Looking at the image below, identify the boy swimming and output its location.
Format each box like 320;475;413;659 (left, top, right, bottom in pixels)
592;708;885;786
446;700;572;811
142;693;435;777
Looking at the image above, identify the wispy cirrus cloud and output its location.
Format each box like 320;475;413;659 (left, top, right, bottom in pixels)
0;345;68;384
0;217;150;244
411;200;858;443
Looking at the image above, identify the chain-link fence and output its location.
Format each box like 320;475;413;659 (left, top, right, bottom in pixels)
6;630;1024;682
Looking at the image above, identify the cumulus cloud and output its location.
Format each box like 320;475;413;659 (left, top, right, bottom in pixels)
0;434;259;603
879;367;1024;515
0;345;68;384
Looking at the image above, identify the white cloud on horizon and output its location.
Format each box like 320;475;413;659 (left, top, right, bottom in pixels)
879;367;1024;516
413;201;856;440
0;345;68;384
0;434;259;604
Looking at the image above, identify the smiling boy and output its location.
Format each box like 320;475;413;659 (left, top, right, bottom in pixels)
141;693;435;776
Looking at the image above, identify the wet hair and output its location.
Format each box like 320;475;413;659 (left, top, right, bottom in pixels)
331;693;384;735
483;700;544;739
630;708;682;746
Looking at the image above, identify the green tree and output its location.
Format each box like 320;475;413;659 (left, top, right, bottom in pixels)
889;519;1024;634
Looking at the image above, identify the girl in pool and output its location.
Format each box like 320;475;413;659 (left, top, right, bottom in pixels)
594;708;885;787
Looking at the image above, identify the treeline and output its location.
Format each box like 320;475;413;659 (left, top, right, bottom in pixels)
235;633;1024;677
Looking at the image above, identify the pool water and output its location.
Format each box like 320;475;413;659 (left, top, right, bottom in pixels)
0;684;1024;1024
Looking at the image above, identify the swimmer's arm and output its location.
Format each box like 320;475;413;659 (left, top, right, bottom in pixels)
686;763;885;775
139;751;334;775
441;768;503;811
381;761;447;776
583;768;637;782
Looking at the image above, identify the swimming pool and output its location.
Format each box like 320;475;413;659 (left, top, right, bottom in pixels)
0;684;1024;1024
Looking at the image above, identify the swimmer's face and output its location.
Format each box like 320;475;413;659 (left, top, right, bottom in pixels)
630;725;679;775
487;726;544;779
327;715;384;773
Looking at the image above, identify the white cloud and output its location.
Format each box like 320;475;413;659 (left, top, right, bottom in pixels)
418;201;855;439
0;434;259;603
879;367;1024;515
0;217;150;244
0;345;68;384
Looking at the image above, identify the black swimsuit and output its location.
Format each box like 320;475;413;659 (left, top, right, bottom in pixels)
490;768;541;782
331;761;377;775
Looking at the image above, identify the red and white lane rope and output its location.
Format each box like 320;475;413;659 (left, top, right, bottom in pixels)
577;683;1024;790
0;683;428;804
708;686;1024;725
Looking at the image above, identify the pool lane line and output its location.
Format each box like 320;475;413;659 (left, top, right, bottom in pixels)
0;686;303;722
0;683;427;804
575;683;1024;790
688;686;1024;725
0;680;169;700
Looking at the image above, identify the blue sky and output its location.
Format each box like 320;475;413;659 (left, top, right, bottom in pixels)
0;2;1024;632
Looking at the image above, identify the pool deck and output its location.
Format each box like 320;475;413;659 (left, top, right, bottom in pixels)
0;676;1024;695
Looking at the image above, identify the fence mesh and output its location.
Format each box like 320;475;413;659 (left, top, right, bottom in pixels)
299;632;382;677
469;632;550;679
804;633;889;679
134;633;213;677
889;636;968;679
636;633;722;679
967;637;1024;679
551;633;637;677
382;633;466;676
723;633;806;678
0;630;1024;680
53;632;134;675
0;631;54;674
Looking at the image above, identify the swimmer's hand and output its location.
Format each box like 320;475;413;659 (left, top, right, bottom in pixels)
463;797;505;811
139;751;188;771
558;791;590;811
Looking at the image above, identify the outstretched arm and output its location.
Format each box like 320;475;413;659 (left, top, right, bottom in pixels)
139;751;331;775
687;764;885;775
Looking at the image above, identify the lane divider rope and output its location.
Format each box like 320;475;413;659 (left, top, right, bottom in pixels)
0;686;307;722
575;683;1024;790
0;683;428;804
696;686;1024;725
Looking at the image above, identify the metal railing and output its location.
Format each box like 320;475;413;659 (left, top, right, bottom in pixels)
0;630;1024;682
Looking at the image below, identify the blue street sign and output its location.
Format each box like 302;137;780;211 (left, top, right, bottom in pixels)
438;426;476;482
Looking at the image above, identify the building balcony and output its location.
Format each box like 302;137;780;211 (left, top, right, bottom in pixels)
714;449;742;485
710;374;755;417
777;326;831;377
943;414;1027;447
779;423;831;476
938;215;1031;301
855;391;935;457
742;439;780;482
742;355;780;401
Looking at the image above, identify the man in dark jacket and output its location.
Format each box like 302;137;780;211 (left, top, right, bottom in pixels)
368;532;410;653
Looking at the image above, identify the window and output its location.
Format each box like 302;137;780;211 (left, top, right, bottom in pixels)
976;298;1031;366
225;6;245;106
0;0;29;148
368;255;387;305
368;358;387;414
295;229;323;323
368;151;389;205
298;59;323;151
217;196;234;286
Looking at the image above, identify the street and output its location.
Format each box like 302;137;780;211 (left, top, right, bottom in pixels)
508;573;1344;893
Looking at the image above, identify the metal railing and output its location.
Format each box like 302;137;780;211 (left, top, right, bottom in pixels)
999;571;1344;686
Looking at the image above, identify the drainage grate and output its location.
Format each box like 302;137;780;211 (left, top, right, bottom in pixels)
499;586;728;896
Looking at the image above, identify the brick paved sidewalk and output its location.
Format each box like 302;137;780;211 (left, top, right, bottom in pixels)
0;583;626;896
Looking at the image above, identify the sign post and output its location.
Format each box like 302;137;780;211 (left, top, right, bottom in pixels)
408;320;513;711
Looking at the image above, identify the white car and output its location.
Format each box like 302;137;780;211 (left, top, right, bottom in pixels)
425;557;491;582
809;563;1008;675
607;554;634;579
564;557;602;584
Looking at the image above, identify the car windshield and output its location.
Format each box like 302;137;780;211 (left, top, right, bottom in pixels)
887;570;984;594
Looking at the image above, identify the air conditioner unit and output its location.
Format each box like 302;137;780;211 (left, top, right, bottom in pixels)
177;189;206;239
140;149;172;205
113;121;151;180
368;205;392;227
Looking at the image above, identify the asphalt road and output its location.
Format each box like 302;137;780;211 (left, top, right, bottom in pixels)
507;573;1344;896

★ ★ ★ ★ ★

■ **Goal**
Rewrite the rows above, swapping every "identify" for "locate" and leaving everything else unchanged.

■ **The solution**
Looking at the image below, locate the boy swimming and output its location.
Format each box like 320;475;413;659 (left, top, right, bottom in pixels)
592;708;885;786
446;700;572;811
142;693;435;777
Looking at the image above, locate the wispy cirrus cloud and output its location.
Format each box like 320;475;413;659 (left, top, right, bottom in pixels)
0;345;68;384
0;217;150;244
411;200;858;443
Looking at the image above, locate the chain-link fence and output its location.
Format each box like 320;475;413;659 (left, top, right, bottom in pixels)
6;630;1024;682
Looking at the image above, locate the cumulus cloud and output its location.
Format each box like 320;475;413;659 (left, top, right, bottom in pixels)
0;434;259;603
879;367;1024;515
0;345;68;384
Looking at the image above, locate the white cloud on horizon and output its location.
Format each box like 320;475;413;659 (left, top, right, bottom in pixels)
879;367;1024;516
413;201;856;440
0;345;68;384
0;434;259;604
Looking at the image above, locate the smiling boy and output its location.
Format each box like 320;475;413;659 (left, top, right, bottom in pixels)
141;693;435;776
Looking at the image above, locate the wet hair and output its location.
Format each box like 320;475;413;659 (left, top, right, bottom in pixels)
331;693;384;735
483;700;544;739
630;708;682;746
Looking at the image above, locate the green tree and output its location.
Format each box like 320;475;413;659 (left, top, right, bottom in pixels)
889;519;1024;634
Looking at the image above, locate the girl in pool and output its location.
Format each box like 320;475;413;659 (left, top, right, bottom in pixels)
594;708;885;787
Looking at the image above, locate the treeline and output its location.
Format each box like 320;475;413;659 (left, top, right, bottom in pixels)
235;633;1024;677
Looking at the image above, locate the pool water and output its location.
Format each box like 320;475;413;659 (left, top, right, bottom in pixels)
0;684;1024;1024
Looking at the image above, locate the swimmer's arm and output its location.
Format each box like 320;475;413;659 (left, top, right, bottom in pixels)
686;763;885;775
139;751;334;775
441;768;503;811
381;761;447;776
583;768;637;782
Looking at the image above, locate the swimming pool and output its location.
Format each box like 320;475;413;659 (left, top, right, bottom in pixels)
0;684;1024;1024
Looking at the image above, locate the swimmer's face and output its location.
Format each box like 320;475;413;659 (left, top, right, bottom in pixels)
630;725;679;775
487;726;544;779
327;715;384;773
Looking at the image above, locate the white cloud and output its location.
Format each box like 320;475;413;659 (left, top, right, bottom in pixels)
418;201;855;439
0;434;259;603
879;367;1024;515
0;217;150;244
0;345;68;384
Looking at the image above, locate the black swimsuit and output its location.
Format each box like 320;475;413;659 (left, top, right, bottom in pixels)
490;768;541;782
331;761;377;775
Looking at the image above, locate the red and white lane rope and output its location.
Format each box like 320;475;413;659 (left, top, right, bottom in pixels)
577;683;1024;790
0;683;428;804
708;686;1024;725
Looking at the image above, locate the pool lane line and output its location.
Format each box like 320;475;413;659 (left, top, right, bottom in pixels)
0;686;303;722
0;683;427;804
575;683;1024;790
688;686;1024;725
0;680;169;700
Looking at the image above, locate the blue sky and output its location.
Format each box like 320;475;413;659 (left, top, right, bottom in pixels)
0;2;1024;632
Looking at the image above, locate the pool deck and output its location.
Format each box like 320;475;413;659 (left, top, right, bottom in pixels)
0;676;1024;695
Looking at the image above, locate the fence mesh and output its location.
Format each box like 320;475;413;659 (left, top, right, bottom in pixels)
299;632;382;677
469;632;550;679
804;633;889;679
134;633;213;677
889;636;968;679
636;633;722;679
967;637;1024;679
551;633;637;677
382;633;466;676
723;633;806;678
0;630;1024;680
53;632;134;675
0;631;54;674
Looking at the image above, locate the swimmer's hand and output its location.
Format each box like 320;475;413;659 (left, top, right, bottom in pixels)
463;797;505;811
139;751;188;771
558;791;590;811
Looking at the image above, locate the outstretched arm and output its location.
Format each box like 320;475;413;659 (left, top, right, bottom in pixels)
139;751;331;775
687;764;885;775
Looking at the image above, locate the lane divider rope and output its location.
Format each box like 320;475;413;659 (left, top, right, bottom in pixels)
0;686;307;722
575;683;1024;790
0;683;428;804
696;686;1024;725
Looking at the image above, locate the metal railing and output its location.
Format each box like 320;475;413;659 (left, top, right, bottom in pixels)
0;630;1024;682
Looking at the image below, locate the blue street sign and output its location.
Format each box like 302;137;780;211 (left, top, right, bottom in pixels)
438;426;476;482
Looking at the image above, locate the building balcony and output its location.
Format each box like 302;137;780;211 (left, top, right, bottom in pixels)
714;449;742;485
710;374;755;417
777;326;831;377
943;414;1027;447
779;423;831;476
938;215;1031;301
855;391;935;457
742;439;780;482
742;355;780;401
Looking at the image above, locate the man in dark jacket and output its location.
Format each box like 302;137;780;211 (left, top, right, bottom in pixels)
368;532;410;653
Looking at the image above, locate the window and output its location.
Format each box like 302;137;780;211 (left, top, right, bottom in pixels)
976;298;1031;366
225;6;245;106
0;0;29;148
368;255;387;305
368;358;387;414
295;229;323;323
368;151;389;205
298;59;323;151
217;196;234;286
Looking at the image above, locate the street and output its location.
Format each box like 302;137;780;211 (left, top, right, bottom in pixels)
508;573;1344;893
Looking at the image above, locate the metal railing and output its location.
Format each box like 302;137;780;211 (left, top, right, bottom in pixels)
999;571;1344;686
Looking at the image above, locate the drainage grate and output its location.
Format each box like 302;137;780;211 (left, top, right, bottom in pixels)
499;586;728;896
Looking at the image above, locate the brick paved sidewalk and output its location.
Format each box like 302;137;780;211 (left, top, right, bottom in pixels)
0;583;626;896
Looking at the image above, locate the sign post and output its location.
Format each box like 302;137;780;211 (left, top, right, bottom in pixels)
408;320;513;711
Looking at the image above, locate the white car and output its location.
Format each box like 302;137;780;211 (left, top, right, bottom in pixels)
425;557;491;582
809;563;1008;675
607;554;634;579
564;557;602;584
Looking at the image above, locate the car windshield and output its location.
Format each box like 302;137;780;211 (left, top, right, bottom in pixels)
887;570;984;594
Looking at the image above, locate the air conditioner unit and output its location.
Format each box like 302;137;780;211 (left, top, right, bottom in pixels)
177;189;206;239
140;149;172;205
113;121;151;180
368;205;392;227
Looking at the image above, locate the asphalt road and output its location.
Format each box like 302;137;780;211 (left, top, right, bottom in pixels)
507;573;1344;896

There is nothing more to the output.